• [WRITTEN PROBLEM]
Your task is to reproduce the material exactly.

• [INFORMATION SHOWN]

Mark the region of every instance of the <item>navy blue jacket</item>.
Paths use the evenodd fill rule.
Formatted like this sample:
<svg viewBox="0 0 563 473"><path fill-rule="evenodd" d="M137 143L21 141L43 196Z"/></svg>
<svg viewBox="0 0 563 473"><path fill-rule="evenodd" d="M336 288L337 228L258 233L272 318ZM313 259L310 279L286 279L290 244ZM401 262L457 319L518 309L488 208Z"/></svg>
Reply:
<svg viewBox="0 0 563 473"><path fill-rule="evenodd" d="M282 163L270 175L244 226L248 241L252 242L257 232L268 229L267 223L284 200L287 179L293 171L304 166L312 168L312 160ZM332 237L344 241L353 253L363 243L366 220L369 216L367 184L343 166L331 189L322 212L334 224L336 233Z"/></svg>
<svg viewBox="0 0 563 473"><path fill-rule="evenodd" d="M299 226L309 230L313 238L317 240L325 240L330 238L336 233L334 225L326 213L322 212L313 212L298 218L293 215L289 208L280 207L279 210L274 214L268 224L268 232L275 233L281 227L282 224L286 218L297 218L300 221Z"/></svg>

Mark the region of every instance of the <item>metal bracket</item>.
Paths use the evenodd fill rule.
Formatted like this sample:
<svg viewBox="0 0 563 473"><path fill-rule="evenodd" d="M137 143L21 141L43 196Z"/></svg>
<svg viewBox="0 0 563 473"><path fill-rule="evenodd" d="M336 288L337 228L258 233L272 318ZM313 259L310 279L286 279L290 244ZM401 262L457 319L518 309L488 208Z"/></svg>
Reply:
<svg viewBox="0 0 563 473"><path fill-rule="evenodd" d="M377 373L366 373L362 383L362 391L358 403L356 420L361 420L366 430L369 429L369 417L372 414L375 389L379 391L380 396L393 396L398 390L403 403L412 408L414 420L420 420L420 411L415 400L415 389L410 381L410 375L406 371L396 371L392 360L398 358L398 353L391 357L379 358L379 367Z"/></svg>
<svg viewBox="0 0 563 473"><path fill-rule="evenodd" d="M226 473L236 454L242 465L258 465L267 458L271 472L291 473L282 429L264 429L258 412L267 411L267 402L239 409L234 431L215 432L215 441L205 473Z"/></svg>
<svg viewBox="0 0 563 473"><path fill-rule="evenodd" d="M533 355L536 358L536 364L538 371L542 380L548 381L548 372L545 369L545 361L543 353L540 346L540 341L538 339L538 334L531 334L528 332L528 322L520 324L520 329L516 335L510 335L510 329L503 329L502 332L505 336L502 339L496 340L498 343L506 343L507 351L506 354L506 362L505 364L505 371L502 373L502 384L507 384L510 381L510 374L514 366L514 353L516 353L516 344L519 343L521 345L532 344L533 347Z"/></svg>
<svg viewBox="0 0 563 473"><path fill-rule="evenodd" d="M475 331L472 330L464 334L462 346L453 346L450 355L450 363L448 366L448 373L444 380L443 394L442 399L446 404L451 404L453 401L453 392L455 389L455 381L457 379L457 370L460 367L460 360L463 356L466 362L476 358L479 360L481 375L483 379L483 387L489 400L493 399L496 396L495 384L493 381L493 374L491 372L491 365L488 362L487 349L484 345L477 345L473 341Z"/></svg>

• [WRITTEN SOLUTION]
Mark the region of every instance of the <item>navy blue jacket</item>.
Paths use the evenodd fill rule.
Formatted like this sample:
<svg viewBox="0 0 563 473"><path fill-rule="evenodd" d="M137 143L21 141L43 196Z"/></svg>
<svg viewBox="0 0 563 473"><path fill-rule="evenodd" d="M336 288L337 228L258 233L272 318ZM313 259L310 279L286 279L290 244ZM401 262L457 319L518 309L488 208Z"/></svg>
Reply:
<svg viewBox="0 0 563 473"><path fill-rule="evenodd" d="M282 163L270 175L244 226L248 241L252 242L257 232L268 229L267 223L284 200L287 179L293 171L304 166L312 168L312 160ZM332 237L344 241L353 253L363 243L366 220L369 216L367 184L343 166L331 189L322 212L334 224L336 233Z"/></svg>
<svg viewBox="0 0 563 473"><path fill-rule="evenodd" d="M299 226L309 230L313 238L317 240L325 240L330 238L336 233L334 225L326 213L322 212L313 212L298 218L293 215L289 208L280 207L279 210L274 214L268 224L268 232L275 233L281 227L282 224L286 218L297 218L300 221Z"/></svg>

Mark the region of every instance of the <item>metal bracket</item>.
Paths use the evenodd fill rule.
Formatted like this sample:
<svg viewBox="0 0 563 473"><path fill-rule="evenodd" d="M137 143L21 141L43 196Z"/></svg>
<svg viewBox="0 0 563 473"><path fill-rule="evenodd" d="M336 288L337 228L258 233L272 318ZM313 259L310 279L286 279L290 244ZM401 262L457 319L518 309L488 208Z"/></svg>
Reply:
<svg viewBox="0 0 563 473"><path fill-rule="evenodd" d="M377 373L366 373L362 383L362 391L358 403L356 420L361 420L366 430L369 429L369 417L372 414L375 389L379 391L380 396L393 396L398 390L403 403L412 408L414 420L420 420L420 411L415 400L415 389L410 381L410 375L406 371L396 371L392 360L398 358L398 353L391 357L379 358L379 367Z"/></svg>
<svg viewBox="0 0 563 473"><path fill-rule="evenodd" d="M226 473L236 454L242 465L258 465L267 458L271 472L291 473L282 429L264 429L258 412L267 411L267 402L239 409L234 431L215 432L215 441L205 473Z"/></svg>
<svg viewBox="0 0 563 473"><path fill-rule="evenodd" d="M533 355L536 358L536 364L538 371L542 380L548 381L548 372L545 369L545 361L543 353L540 346L540 341L538 339L538 334L531 334L528 332L528 322L520 324L520 329L516 335L510 335L510 329L503 329L502 332L505 336L502 339L496 340L498 343L506 343L507 351L506 354L506 362L505 364L505 371L502 373L502 384L507 384L510 381L510 374L514 366L514 353L516 353L516 344L519 343L521 345L532 344L533 347Z"/></svg>
<svg viewBox="0 0 563 473"><path fill-rule="evenodd" d="M475 331L472 330L464 334L462 346L453 346L450 355L450 363L448 366L448 373L444 380L443 394L442 399L446 404L451 404L453 401L453 392L455 389L455 381L457 379L457 370L460 367L460 360L463 356L466 362L476 358L479 360L481 375L483 379L483 387L489 400L493 399L496 396L495 384L493 381L493 374L491 372L491 365L488 362L487 349L484 345L477 345L473 341Z"/></svg>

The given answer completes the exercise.